▸ **Document segment**:
** begin **
# A Cypriot treat - almond and semolina pudding



## Ishbel (Oct 17, 2006)

I know this is a recipe common amongst many of the Greek islands (and I've also eaten similar very sweet puddings in Turkey, Egypt and Lebanon) - but this is the version that is popular in Cyprus.

4 oz butter
4 oz caster sugar
grated rind of one lemon
3 eggs
8 oz semolina
4 oz plain flour
3 teaspoons baking powder
100 mls milk
2 oz finely chopped, toasted almonds
Blanched, split almonds for decorating top of pudding

Syrup
500mls caster sugar
600 mls water
2 tablespoons lemon juice

Make the syrup by dissolving the sugar in the water over a low heat, add lemon juice and bring to the boil. Simmer gently for about 10 mins then leave to cool.

Cream the butter, sugar and lemon rind until light and fluffy. Add eggs, one at a time, and beat in well.

Fold in the flour, semolina and baking poweder alternatively with the milk. Stir in the chopped nuts.

Spread the mix in a buttered baking tray 7 x 11 inch). Arrange split almonds in rows on the top. Bake in a moderate oven for 50 minutes until the cake is golden and shrinks slightly fromsides of tin.

When the cake is cooked, pour the cooled syrup over the hot cake. It will penetrate better if you prick with a fine skewer before pouring!

Leave in tin until cool, then cut into diamond shapes.

This is very, very moist and very sweet - but an ideal accompaniment to a 'Greek Coffee'!


----------



## boufa06 (Oct 17, 2006)

Ishbel, this sweet and tempting dessert is called 'Ravani' in Greek.  It goes very well with coffee or tea.  However, you did not indicate the amount of semolina in the recipe.


----------



## Ishbel (Oct 17, 2006)

Whoops, sorry - I've edited the recipe!

In the village where my friends live, it is called Kaloprama - which I think is Greek for 'good thing'....


----------



## XeniA (Oct 19, 2006)

And "kalo prama" it IS!!

I like to add plenty of long strands of lemon peel into the syrup and a bit more than 2 tablespoons (I think) of lemon juice. Either way, point is -- lemony is _particularly_ nice!


----------



## boufa06 (Oct 19, 2006)

Me too.  I like the syrup to have a more lemony taste to take away the sweetness.


----------



## bethzaring (Oct 19, 2006)

I am planning on making this today or tomorrow, depends how the potato canning goes, so thanks for the extra lemon suggestions.  I may also add one drop of lemon oil!
** end **
▸ **Data lines**:
** begin **
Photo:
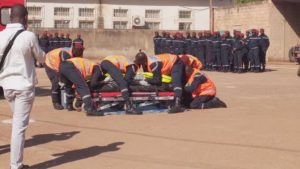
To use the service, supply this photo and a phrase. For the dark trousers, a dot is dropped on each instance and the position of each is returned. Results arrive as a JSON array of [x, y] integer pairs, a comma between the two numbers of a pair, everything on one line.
[[199, 102], [239, 60], [55, 88], [246, 61], [177, 74], [254, 58], [116, 74], [71, 75], [225, 59], [262, 59], [201, 55]]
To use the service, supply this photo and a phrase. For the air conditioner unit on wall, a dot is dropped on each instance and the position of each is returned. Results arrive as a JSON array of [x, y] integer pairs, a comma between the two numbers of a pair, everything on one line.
[[138, 21]]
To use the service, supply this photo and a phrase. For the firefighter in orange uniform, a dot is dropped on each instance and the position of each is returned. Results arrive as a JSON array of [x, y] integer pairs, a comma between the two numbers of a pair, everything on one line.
[[202, 89], [191, 61], [166, 64], [77, 71], [52, 63], [115, 66]]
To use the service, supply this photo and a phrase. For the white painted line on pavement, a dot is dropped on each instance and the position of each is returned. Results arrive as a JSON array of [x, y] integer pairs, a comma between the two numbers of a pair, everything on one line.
[[9, 121]]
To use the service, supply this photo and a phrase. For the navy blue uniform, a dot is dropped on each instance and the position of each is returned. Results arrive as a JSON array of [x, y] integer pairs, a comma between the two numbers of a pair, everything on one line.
[[225, 53], [157, 45], [163, 45], [44, 43], [178, 44], [264, 45], [201, 50], [209, 52], [188, 46], [169, 45], [253, 45], [78, 40], [194, 46], [216, 57], [62, 42], [56, 43], [68, 42], [239, 51]]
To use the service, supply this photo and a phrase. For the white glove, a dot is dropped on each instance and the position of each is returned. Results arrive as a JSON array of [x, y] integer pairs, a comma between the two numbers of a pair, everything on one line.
** end **
▸ **Objective 1**:
Print the stretch of the almond and semolina pudding thread from "Ishbel, this sweet" through "for 'good thing'....".
▸ **Objective 2**:
Answer these questions on the almond and semolina pudding thread:
(a) For about how long is the syrup simmered?
(b) What is the name of this dessert in Greek, according to boufa06?
(c) Into what shapes is the cooled cake cut?
▸ **Objective 3**:
Pick up the almond and semolina pudding thread after its final sentence and continue it.

▸ **Task answer 1**:
Ishbel, this sweet and tempting dessert is called 'Ravani' in Greek.  It goes very well with coffee or tea.  However, you did not indicate the amount of semolina in the recipe.


----------



## Ishbel (Oct 17, 2006)

Whoops, sorry - I've edited the recipe!

In the village where my friends live, it is called Kaloprama - which I think is Greek for 'good thing'....

▸ **Task answer 2**:
(a) About 10 minutes
(b) 'Ravani'
(c) Diamond shapes

▸ **Task answer 3**:
----------



## Ishbel (Oct 19, 2006)

Believe it or not it has been at least 15 years since I've tasted this - although I make it regularly....  I am unable to eat sweet things, and find the over-sweetness of many of the favourite Greek puddings were just too much for my tastebuds, even when I was a young child! 

I'll certainly try putting a little more lemon in the syrup - and thanks for the lemon peel suggestion, Ayrton.  Thanks also for the correction to my 'Greek' - I spell it phonetically from how my friends pronounce it... I thought it was all one word!  And I suspect that the Cypriot accent is as noticeable to a mainland Greek as a Glasgow accent would be to natives of Edinburgh!


----------



## lulu (Oct 19, 2006)

Mmmmmm.  Lovely.  I am NOT going to make it soon but it is cut and paste.  I love the idea of adding a drop of lemon oil and the strands of lemon in it.  I wish I did not have a sweet tooth.  I can eat all these wonderful things!


----------



## XeniA (Oct 19, 2006)

Ishbel said:
			
		

> Believe it or not it has been at least 15 years since I've tasted this - although I make it regularly....  I am unable to eat sweet things, and find the over-sweetness of many of the favourite Greek puddings were just too much for my tastebuds, even when I was a young child!
> 
> I'll certainly try putting a little more lemon in the syrup - and thanks for the lemon peel suggestion, Ayrton.  Thanks also for the correction to my 'Greek' - I spell it phonetically from how my friends pronounce it... I thought it was all one word!  And I suspect that the Cypriot accent is as noticeable to a mainland Greek as a Glasgow accent would be to natives of Edinburgh!



I agree -- so many Greek sweets _are_ too sweet, but despite the fact that ravani is soaked with a fairly heavy sugar syrup, the end result doesn't strike me as too sweet. Perhaps it is the lemon.

Didn't really mean my two-word version as a correction which I'd fear would be offensive. However, since I know the words as two, typing them that way just came out!

Do make this yummy dessert y'all -- both the texture and flavor are divine (by the way, I usually mix about half/half the coarse and the fine semolina).


----------



## XeniA (Oct 19, 2006)

lulu said:
			
		

> Mmmmmm.  Lovely.  I am NOT going to make it soon but it is cut and paste.  I love the idea of adding a drop of lemon oil and the strands of lemon in it.  I wish I did not have a sweet tooth.  I can eat all these wonderful things!



You're not going to make it soon? Are you trying to convince us of that fact, Lulu, or yourself?!

Eh, go on ...


----------



## lulu (Oct 19, 2006)

Convincing me of course! I just must not.  although would be a good thing for DHs office....well, I'll make it when I get back to Milano then.  Stop twisting my arm Ayrton!


----------



## XeniA (Oct 19, 2006)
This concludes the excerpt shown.